#### GIVEN INSTRUCTION:
Extract each line of the data below exactly as written.

##############################

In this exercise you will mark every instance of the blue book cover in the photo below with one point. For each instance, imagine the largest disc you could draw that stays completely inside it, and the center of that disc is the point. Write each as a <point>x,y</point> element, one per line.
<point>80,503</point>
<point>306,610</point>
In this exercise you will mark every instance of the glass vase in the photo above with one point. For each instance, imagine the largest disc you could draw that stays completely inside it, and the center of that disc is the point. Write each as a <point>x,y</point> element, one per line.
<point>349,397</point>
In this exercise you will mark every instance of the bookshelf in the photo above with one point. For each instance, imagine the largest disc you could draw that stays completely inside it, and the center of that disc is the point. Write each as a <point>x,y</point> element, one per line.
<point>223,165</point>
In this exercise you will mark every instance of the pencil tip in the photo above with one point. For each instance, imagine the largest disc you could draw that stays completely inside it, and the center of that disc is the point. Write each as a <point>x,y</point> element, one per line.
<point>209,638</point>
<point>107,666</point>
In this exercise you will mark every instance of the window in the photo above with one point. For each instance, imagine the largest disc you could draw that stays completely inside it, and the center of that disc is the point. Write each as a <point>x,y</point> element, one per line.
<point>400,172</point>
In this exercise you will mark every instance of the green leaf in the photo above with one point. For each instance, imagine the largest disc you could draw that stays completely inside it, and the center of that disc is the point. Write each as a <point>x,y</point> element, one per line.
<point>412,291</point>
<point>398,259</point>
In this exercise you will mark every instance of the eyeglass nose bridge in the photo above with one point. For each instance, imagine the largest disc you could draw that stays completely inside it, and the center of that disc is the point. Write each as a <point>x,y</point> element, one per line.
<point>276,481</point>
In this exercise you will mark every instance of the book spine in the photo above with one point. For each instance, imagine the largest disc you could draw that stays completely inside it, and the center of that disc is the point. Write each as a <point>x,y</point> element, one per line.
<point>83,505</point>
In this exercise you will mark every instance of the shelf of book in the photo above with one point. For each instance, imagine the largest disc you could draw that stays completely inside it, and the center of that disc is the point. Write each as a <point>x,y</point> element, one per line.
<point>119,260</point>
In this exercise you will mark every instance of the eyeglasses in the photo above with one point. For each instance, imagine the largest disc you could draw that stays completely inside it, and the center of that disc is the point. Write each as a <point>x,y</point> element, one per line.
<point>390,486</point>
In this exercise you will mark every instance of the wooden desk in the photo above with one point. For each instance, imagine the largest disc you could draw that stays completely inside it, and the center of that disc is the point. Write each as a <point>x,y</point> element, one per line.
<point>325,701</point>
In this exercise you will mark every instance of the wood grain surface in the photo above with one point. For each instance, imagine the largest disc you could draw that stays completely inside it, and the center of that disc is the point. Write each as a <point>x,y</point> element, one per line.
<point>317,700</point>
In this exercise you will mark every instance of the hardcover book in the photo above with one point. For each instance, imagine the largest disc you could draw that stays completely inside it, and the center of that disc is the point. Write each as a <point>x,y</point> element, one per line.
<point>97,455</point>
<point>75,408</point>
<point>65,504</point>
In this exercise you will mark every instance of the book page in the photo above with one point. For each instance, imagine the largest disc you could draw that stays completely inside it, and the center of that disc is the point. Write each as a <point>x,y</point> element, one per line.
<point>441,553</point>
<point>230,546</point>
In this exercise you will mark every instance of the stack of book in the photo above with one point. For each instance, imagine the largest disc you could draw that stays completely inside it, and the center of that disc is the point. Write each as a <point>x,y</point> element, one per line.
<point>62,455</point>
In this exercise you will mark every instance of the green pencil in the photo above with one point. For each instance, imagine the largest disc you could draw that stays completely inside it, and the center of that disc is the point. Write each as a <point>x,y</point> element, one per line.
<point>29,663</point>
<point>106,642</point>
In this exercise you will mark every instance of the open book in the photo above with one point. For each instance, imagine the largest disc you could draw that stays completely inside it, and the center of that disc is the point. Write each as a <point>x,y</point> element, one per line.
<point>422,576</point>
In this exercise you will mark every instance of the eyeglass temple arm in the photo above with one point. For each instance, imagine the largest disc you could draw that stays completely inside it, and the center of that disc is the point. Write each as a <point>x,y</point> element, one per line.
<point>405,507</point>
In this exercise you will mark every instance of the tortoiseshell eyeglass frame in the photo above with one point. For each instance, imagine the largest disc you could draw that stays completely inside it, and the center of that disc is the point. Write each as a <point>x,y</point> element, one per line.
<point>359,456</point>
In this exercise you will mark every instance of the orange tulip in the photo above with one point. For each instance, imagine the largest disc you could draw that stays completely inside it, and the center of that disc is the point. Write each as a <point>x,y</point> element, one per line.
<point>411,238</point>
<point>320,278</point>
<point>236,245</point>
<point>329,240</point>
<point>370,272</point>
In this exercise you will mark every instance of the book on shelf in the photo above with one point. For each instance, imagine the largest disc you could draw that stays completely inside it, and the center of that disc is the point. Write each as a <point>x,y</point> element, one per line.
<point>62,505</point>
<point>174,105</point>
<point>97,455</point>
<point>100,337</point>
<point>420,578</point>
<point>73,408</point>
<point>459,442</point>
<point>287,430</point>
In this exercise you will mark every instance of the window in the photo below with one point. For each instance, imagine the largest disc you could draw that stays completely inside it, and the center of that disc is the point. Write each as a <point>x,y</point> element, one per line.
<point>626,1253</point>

##############################

#### SOLUTION TO THE PROBLEM:
In this exercise you will mark every instance of the blue book cover in the photo below with one point. For each instance, imagine the largest disc you could draw that stays completely inside it, and the center of that disc is the point. Write each as a <point>x,y</point> element, one per line.
<point>80,503</point>
<point>306,610</point>
In this exercise you will mark every instance of the glass vase in the photo above with one point. For each instance, imagine the largest disc you could draw that stays completely inside it, and the center of that disc is the point. Write each as a <point>x,y</point> element, one per line.
<point>349,397</point>
In this exercise you will mark every instance of the bookshelf in the photo above with one point. For each instance, imagine the largest disc you could draw that stays completely inside it, and the center of that disc is the point. Write each as a <point>x,y</point> element, one per line.
<point>223,165</point>
In this exercise you will mark every instance of the pencil tip in the photo above with one point. For each instance, imagine the largest disc you could draw that stays completely inside it, and the center of that disc is the point. Write each as a <point>x,y</point> element, one per line.
<point>209,638</point>
<point>107,666</point>
In this exercise you will mark every instance of the window in the photo above with one point. For each instance, imagine the largest disc you could draw that stays completely inside it, and the center of that disc is the point. Write each as a <point>x,y</point> element, one per line.
<point>400,172</point>
In this exercise you will mark every instance of the green leaf in the photo above with one point. For each instance, imagine the largest disc you could draw that stays completely inside it, and the center of that disc is the point. Write each as a <point>x,y</point> element, one per line.
<point>412,291</point>
<point>398,259</point>
In this exercise you will mark every instance of the eyeglass nose bridge in the photo above with one point. For each instance, imagine the largest disc you could draw that stays completely inside it, and the center of that disc is the point. Write each as a <point>x,y</point> element, one per line.
<point>276,481</point>
In this exercise you will mark every instance of the book spine in the photo above with one point. For each instance, imagine the largest disc you could draw that stays completely inside it, and the center of that disc is the point. Write each as a <point>x,y</point> element, one per line.
<point>83,505</point>
In this exercise you will mark every instance of the shelf of book in the photo above with one point. For each instance, imagine the largest disc you could draw that stays completely inside it, and the center of that disc is the point. Write each as a <point>x,y</point> element, one per line.
<point>119,260</point>
In this exercise you will mark every instance of the eyeglasses in the photo above with one point. For each instance, imagine the largest disc you could draw that stays completely inside it, and the center of that disc is the point. Write each as a <point>x,y</point> element, one per line.
<point>390,486</point>
In this exercise you will mark every instance of the wooden desk in the photo above with one point. For each instance, imagine the largest disc you could draw that stays completely inside it, and the center of that disc is the point. Write each as a <point>x,y</point> element, one per line.
<point>325,701</point>
In this exercise you will mark every instance of the wood grain surface in the photo above with one point. For each instance, imagine the largest disc you could draw that stays completely inside it, and the center of that disc is the point. Write each as a <point>x,y</point> element, one per line.
<point>317,700</point>
In this exercise you will mark every instance of the hardcover book in the photo above with one point. For each instance, imagine the largest disc you could draw that stays completely inside it, and the center of that disc is the point. Write each as a <point>x,y</point> element, one per line.
<point>97,455</point>
<point>75,408</point>
<point>65,504</point>
In this exercise you will mark every instance of the book page in the photo above with one point. For each instance, imagine the largest disc you could draw that stays completely inside it, and the center of that disc is the point. Write each as a <point>x,y</point> element, one per line.
<point>441,553</point>
<point>230,546</point>
In this exercise you will mark every instance of the stack of book in the photo above with one point. For each instance, imagine the largest disc you could draw that stays completely inside it, and the center of that disc is the point. Write each as a <point>x,y</point> element, one per line.
<point>62,455</point>
In this exercise you will mark every instance of the green pencil in the photo above with one point. For each instance, imagine the largest disc you could draw that stays completely inside it, and the center of that disc is the point. Write each as a <point>x,y</point> element, one per line.
<point>29,663</point>
<point>106,642</point>
In this exercise you will mark every instance of the open book in the photo above with one point. For each instance, imagine the largest disc you could draw that stays completely inside it, and the center of that disc is the point. Write each as a <point>x,y</point> element, one per line.
<point>422,576</point>
In this exercise you will mark every instance of the eyeglass temple arm in the photo above with one point. For each instance, imagine the largest disc you could draw that stays completely inside it, and the center of that disc is the point. Write each as a <point>x,y</point> element, one per line.
<point>405,507</point>
In this exercise you will mark every instance of the tortoiseshell eyeglass frame in the photo above with one point. For each instance, imagine the largest disc you could draw that stays completely inside it, and the center of that disc is the point. Write each as a <point>x,y</point> element, one per line.
<point>359,456</point>
In this exercise you will mark every instance of the orange tulip in the photo above with one point. For each instance, imagine the largest disc you could draw that stays completely inside it, and the center of that disc is the point. Write each as a <point>x,y</point> element, one per line.
<point>411,238</point>
<point>320,278</point>
<point>236,245</point>
<point>329,240</point>
<point>370,272</point>
In this exercise you will mark every instance of the book on shelf in the photo above with one point. For each instance, imagine the largest disc you could draw that stays completely inside it, and the center of that disc is the point. Write each as a <point>x,y</point> element, one per line.
<point>62,505</point>
<point>174,105</point>
<point>97,455</point>
<point>100,337</point>
<point>420,578</point>
<point>73,408</point>
<point>459,442</point>
<point>287,430</point>
In this exercise you will mark every instance of the window in the photo below with one point. For each instance, imagine the largest disc you could draw that stays completely inside it, and the center of that disc is the point. Write each as a <point>x,y</point> element, one per line.
<point>626,1253</point>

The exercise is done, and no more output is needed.